— begin —

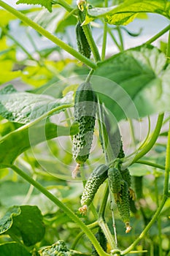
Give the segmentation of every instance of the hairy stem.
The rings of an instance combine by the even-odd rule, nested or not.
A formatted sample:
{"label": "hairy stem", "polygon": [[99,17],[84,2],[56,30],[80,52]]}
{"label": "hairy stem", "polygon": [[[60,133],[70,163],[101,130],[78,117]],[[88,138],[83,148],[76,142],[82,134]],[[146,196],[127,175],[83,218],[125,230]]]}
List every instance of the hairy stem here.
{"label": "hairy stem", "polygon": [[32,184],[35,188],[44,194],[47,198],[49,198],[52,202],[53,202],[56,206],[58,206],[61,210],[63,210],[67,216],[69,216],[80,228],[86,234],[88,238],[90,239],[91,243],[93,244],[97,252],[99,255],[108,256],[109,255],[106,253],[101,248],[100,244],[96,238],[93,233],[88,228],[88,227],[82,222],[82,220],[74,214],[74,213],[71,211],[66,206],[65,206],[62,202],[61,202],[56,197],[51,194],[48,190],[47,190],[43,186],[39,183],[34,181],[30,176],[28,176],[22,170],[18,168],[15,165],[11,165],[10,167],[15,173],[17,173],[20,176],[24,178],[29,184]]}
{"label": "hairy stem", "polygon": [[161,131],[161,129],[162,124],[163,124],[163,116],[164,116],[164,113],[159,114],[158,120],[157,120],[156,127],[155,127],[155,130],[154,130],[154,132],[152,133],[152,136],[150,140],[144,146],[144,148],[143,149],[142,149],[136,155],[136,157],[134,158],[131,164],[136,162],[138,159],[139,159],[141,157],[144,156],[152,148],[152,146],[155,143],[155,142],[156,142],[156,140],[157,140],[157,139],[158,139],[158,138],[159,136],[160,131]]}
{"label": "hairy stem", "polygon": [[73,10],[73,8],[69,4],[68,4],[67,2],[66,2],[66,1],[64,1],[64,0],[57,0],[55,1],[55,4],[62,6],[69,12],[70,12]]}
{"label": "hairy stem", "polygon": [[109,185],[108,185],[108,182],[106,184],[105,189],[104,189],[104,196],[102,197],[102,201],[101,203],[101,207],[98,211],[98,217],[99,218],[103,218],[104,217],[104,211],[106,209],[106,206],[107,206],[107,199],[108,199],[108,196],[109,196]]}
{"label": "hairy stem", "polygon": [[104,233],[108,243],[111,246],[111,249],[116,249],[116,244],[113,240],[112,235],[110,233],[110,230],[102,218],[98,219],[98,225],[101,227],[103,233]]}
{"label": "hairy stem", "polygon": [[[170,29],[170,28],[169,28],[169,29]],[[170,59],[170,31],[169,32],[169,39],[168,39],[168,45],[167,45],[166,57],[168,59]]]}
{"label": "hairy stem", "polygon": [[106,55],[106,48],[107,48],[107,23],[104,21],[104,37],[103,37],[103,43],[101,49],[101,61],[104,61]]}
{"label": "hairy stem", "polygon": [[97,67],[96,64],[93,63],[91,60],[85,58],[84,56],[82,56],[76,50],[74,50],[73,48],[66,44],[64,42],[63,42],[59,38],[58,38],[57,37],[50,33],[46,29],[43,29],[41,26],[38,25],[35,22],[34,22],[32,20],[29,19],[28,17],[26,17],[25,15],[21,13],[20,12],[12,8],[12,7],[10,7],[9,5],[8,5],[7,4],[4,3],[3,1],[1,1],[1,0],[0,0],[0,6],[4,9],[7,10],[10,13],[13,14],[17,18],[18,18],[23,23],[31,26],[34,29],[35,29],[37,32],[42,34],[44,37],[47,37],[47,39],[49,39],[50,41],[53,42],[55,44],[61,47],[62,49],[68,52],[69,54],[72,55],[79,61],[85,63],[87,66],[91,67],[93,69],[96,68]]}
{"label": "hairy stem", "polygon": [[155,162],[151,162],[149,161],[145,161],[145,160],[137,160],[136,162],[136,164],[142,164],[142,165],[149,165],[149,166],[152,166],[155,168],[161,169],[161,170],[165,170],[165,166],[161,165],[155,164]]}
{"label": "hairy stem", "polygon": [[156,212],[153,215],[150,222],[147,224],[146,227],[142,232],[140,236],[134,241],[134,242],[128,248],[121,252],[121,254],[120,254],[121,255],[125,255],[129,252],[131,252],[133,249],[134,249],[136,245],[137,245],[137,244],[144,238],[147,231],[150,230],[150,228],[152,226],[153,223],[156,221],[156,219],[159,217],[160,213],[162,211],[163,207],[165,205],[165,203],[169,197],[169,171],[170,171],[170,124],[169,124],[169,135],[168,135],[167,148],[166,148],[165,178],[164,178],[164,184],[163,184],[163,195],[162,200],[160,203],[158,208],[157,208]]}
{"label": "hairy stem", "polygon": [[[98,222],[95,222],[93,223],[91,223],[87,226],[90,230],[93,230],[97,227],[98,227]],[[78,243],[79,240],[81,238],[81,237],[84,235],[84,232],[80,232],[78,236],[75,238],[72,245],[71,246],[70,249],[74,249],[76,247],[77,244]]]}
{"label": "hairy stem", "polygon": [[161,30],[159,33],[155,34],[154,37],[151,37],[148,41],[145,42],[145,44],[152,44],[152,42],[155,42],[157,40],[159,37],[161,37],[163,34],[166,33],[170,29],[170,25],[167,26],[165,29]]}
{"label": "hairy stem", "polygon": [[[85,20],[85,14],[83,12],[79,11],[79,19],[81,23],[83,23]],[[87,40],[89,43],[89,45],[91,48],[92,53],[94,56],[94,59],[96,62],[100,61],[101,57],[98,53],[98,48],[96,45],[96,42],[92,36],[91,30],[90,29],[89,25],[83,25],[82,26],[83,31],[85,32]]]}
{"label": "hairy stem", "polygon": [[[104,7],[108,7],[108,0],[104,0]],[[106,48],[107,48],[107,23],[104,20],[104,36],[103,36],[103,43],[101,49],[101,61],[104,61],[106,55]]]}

— end —
— begin —

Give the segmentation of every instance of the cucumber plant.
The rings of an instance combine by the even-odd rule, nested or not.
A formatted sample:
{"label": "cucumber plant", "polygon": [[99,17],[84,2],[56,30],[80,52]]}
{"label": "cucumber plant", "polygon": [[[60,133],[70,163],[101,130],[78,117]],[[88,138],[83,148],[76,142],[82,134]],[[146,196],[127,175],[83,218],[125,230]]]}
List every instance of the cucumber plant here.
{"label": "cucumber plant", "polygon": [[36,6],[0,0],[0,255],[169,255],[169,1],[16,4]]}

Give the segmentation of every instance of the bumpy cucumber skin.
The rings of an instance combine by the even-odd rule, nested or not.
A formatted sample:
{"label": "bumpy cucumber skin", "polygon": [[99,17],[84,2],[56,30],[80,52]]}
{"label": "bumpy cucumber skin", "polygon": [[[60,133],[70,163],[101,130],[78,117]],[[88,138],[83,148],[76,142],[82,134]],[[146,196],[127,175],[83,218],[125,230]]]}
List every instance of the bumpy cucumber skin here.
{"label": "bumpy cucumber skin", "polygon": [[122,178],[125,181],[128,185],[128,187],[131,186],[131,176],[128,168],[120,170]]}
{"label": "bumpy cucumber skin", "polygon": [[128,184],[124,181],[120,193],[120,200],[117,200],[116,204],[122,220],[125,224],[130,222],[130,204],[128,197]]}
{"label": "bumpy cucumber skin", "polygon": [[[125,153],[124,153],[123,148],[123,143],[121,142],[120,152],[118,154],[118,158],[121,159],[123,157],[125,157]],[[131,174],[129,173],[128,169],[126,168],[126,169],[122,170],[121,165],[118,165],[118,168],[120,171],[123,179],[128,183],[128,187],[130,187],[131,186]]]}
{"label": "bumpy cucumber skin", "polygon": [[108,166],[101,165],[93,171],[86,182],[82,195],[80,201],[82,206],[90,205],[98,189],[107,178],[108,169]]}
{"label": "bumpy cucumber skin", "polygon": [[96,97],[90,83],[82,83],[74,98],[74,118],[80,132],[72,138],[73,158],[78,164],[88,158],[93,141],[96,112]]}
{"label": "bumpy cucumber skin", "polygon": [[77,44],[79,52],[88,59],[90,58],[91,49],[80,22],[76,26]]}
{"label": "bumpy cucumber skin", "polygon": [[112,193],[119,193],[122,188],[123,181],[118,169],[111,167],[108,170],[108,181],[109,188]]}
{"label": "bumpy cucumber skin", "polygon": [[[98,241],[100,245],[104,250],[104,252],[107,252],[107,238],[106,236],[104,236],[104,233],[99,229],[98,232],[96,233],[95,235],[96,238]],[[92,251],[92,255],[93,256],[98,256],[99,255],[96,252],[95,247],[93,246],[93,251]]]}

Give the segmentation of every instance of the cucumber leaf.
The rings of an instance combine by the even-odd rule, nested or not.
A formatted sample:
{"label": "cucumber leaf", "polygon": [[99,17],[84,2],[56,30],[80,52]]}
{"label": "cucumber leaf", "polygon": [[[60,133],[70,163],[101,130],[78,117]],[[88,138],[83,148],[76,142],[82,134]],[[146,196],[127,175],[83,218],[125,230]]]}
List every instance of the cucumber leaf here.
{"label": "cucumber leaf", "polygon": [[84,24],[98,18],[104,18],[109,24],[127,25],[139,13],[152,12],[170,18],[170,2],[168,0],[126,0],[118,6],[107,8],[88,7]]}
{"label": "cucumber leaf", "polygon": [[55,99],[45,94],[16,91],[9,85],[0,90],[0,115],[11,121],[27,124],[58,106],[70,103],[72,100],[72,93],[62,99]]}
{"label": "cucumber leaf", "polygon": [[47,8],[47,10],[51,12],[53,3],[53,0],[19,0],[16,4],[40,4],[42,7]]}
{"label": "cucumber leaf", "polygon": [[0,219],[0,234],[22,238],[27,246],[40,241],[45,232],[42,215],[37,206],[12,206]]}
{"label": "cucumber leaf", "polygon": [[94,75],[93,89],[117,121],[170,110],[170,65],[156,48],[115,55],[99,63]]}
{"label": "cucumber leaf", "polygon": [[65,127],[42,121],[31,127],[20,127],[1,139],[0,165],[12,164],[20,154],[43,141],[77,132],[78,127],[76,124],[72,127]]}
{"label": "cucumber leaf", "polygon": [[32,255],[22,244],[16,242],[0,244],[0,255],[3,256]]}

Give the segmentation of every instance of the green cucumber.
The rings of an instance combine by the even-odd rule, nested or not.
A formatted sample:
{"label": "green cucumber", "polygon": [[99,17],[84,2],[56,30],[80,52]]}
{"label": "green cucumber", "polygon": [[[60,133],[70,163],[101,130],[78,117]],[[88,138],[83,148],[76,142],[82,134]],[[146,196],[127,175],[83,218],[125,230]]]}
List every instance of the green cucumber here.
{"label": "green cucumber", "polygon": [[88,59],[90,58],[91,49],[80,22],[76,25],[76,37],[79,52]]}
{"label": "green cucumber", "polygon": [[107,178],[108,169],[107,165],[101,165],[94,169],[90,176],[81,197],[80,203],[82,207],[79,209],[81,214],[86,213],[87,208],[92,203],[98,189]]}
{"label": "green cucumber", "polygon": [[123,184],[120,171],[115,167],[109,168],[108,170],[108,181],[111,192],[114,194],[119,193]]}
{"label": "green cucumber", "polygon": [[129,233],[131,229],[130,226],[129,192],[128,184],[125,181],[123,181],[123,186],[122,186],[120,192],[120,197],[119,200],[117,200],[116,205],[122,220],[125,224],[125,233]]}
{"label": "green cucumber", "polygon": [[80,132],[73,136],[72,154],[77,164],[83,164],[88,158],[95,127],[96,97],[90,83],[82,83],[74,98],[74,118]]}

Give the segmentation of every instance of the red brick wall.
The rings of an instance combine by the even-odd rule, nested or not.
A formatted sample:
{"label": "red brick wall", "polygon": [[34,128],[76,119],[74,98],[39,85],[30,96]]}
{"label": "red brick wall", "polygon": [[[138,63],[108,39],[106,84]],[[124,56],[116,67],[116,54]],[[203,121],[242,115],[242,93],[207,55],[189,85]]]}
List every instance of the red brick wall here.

— end —

▶ Short exercise:
Put the lines from the one containing "Give the segmentation of every instance of the green" to the one containing "List every instance of the red" into a JSON list of strings, one string per line, leaving out blank lines.

▶ Output below:
[
  "Give the segmentation of every instance of the green cucumber.",
  "The rings of an instance combine by the even-odd rule, nested or not.",
  "A formatted sample:",
  "{\"label\": \"green cucumber\", \"polygon\": [[99,17],[84,2],[56,30],[80,52]]}",
  "{\"label\": \"green cucumber\", \"polygon\": [[[60,133],[70,163],[101,130],[78,117]],[[88,138],[83,148],[76,142],[82,134]],[[146,196],[127,175],[83,218],[125,230]]]}",
  "List every instance of the green cucumber here.",
  "{\"label\": \"green cucumber\", \"polygon\": [[88,59],[90,58],[91,49],[80,22],[76,25],[76,37],[79,52]]}",
  "{\"label\": \"green cucumber\", \"polygon\": [[107,178],[108,169],[107,165],[101,165],[94,169],[90,176],[81,197],[80,203],[82,207],[79,209],[81,214],[86,213],[87,208],[92,203],[98,189]]}",
  "{\"label\": \"green cucumber\", \"polygon\": [[123,184],[120,171],[115,167],[109,168],[108,170],[108,181],[111,192],[114,194],[119,193]]}",
  "{\"label\": \"green cucumber\", \"polygon\": [[129,233],[131,229],[130,226],[129,192],[128,184],[125,181],[123,181],[123,186],[122,186],[120,192],[120,197],[119,200],[117,200],[116,205],[122,220],[125,224],[125,233]]}",
  "{\"label\": \"green cucumber\", \"polygon\": [[80,132],[73,136],[72,154],[77,164],[83,164],[88,158],[95,127],[96,97],[90,83],[82,83],[74,98],[74,118]]}",
  "Give the segmentation of every instance of the red brick wall.",
  "The rings of an instance combine by the even-odd rule, nested or not.",
  "A formatted sample:",
  "{\"label\": \"red brick wall\", \"polygon\": [[34,128],[76,119],[74,98],[39,85],[30,96]]}",
  "{\"label\": \"red brick wall\", \"polygon\": [[[138,63],[108,39],[106,84]],[[124,56],[116,67],[116,54]],[[203,121],[242,115],[242,93],[207,55],[189,85]]]}",
  "List every instance of the red brick wall here."
]